_EXTRACTED TEXT_.
The guide finger 54 of the second fork F2 is moved in translation, driving said fork in translation to move the second sliding gear C2 in translation towards its neutral position.

Yet, as long as the 2^nd gear is engaged, the second idler pinion S2 is under pressure and it is impossible to declutch the second sliding gear C2 from the second idler pinion S2.

The translation of the second sliding gear C2 is temporarily blocked, simultaneously blocking the translation of the second fork F2 and its core 53 on the guide axis 55. The guide finger 54 of the second fork F2, continuing following the second track T2, causes an offset of the annular part A2, either stretching or compressing the spring. Said spring is then temporarily under stress.

As soon as the 3^rd gear is engaged, the idler pinion of the 2^nd gear will start rotating less quickly than the secondary shaft 20 which carries it and the pressure on the second sliding gear S2 will then be released. The claws of the second sliding gear C2 and those of the second idler pinion S2 are then naturally uncoupled.

_SHORT PROBLEM 1_. List every part in the gear-shift passage that is identified by a number alone.
_SHORT PROBLEM 2_. Update the records from the line containing "Tell me exactly where the tall" through the line containing "top-left (129, 136), bottom-right (195, 158)", replacing "gripper" with "robot arm" and leaving everything else unchanged.

(Object detection data)
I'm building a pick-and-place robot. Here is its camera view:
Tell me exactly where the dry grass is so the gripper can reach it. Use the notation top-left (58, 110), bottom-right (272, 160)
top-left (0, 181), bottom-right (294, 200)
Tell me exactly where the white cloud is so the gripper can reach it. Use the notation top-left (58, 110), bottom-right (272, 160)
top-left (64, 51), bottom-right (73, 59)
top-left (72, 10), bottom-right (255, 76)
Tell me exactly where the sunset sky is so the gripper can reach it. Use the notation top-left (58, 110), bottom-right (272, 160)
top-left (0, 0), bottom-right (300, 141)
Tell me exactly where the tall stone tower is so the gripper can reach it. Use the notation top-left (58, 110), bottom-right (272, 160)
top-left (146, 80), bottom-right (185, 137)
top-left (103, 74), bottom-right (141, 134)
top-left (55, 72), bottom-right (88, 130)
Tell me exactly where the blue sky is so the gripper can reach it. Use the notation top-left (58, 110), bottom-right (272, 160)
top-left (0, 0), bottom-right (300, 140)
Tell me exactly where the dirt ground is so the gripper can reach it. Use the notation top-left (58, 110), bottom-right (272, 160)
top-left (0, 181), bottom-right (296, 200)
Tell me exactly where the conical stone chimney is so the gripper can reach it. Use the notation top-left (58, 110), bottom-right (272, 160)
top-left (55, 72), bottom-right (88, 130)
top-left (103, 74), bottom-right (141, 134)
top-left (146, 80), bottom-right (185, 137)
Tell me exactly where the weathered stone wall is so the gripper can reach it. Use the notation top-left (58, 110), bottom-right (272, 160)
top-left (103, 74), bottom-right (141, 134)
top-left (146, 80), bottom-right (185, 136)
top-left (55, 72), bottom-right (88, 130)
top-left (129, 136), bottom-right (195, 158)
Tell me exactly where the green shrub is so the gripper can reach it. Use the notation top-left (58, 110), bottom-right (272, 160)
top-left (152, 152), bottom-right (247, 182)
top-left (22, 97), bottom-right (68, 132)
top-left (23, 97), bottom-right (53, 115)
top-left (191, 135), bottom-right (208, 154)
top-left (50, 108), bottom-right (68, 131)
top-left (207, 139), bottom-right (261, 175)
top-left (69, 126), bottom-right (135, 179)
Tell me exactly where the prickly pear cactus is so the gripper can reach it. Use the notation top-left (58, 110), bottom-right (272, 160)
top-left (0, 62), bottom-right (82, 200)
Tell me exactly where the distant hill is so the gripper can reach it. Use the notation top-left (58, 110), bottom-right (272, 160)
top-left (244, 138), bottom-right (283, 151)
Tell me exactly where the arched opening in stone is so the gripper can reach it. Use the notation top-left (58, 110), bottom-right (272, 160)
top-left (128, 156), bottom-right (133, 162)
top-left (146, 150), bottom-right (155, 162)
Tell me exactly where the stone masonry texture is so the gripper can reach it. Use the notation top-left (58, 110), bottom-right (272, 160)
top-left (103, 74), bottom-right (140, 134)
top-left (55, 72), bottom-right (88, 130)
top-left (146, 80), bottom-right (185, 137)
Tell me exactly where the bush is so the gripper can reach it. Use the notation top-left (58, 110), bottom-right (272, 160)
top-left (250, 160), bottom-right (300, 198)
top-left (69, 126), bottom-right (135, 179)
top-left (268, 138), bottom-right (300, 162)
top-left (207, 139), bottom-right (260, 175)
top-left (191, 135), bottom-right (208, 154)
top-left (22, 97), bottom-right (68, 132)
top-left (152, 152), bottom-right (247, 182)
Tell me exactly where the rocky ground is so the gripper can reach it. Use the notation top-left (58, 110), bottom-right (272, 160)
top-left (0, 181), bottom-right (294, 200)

_TASK ANSWER 1_.
guide finger 54
core 53
guide axis 55
secondary shaft 20

_TASK ANSWER 2_.
Tell me exactly where the tall stone tower is so the robot arm can reach it. Use the notation top-left (58, 110), bottom-right (272, 160)
top-left (146, 80), bottom-right (185, 137)
top-left (103, 74), bottom-right (141, 134)
top-left (55, 72), bottom-right (88, 130)
Tell me exactly where the blue sky is so the robot arm can reach it. Use the notation top-left (58, 110), bottom-right (272, 160)
top-left (0, 0), bottom-right (300, 140)
Tell me exactly where the dirt ground is so the robot arm can reach it. Use the notation top-left (58, 110), bottom-right (272, 160)
top-left (0, 181), bottom-right (296, 200)
Tell me exactly where the conical stone chimney is so the robot arm can reach it. Use the notation top-left (58, 110), bottom-right (272, 160)
top-left (55, 72), bottom-right (88, 130)
top-left (103, 74), bottom-right (141, 134)
top-left (146, 80), bottom-right (185, 137)
Tell me exactly where the weathered stone wall is so the robot arm can reach it. Use the notation top-left (58, 110), bottom-right (272, 160)
top-left (103, 74), bottom-right (141, 134)
top-left (146, 80), bottom-right (185, 136)
top-left (55, 72), bottom-right (88, 130)
top-left (129, 136), bottom-right (195, 158)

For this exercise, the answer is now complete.